Task: Where the line containing "target | upper story window" appears in the records below, begin there and write out each line exactly until the last one, and nothing more.

Data to use:
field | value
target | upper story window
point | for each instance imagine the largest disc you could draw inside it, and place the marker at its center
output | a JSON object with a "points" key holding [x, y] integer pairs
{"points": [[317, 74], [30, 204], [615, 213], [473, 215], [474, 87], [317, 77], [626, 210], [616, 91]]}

Exercise result:
target | upper story window
point | for each instance imagine the largest disc you could draw inside it, and place the marker at its center
output | a JSON object with a "points" key holding [x, y] integer pairs
{"points": [[317, 74], [30, 204], [615, 213], [473, 215], [474, 87], [317, 77], [626, 210], [616, 91]]}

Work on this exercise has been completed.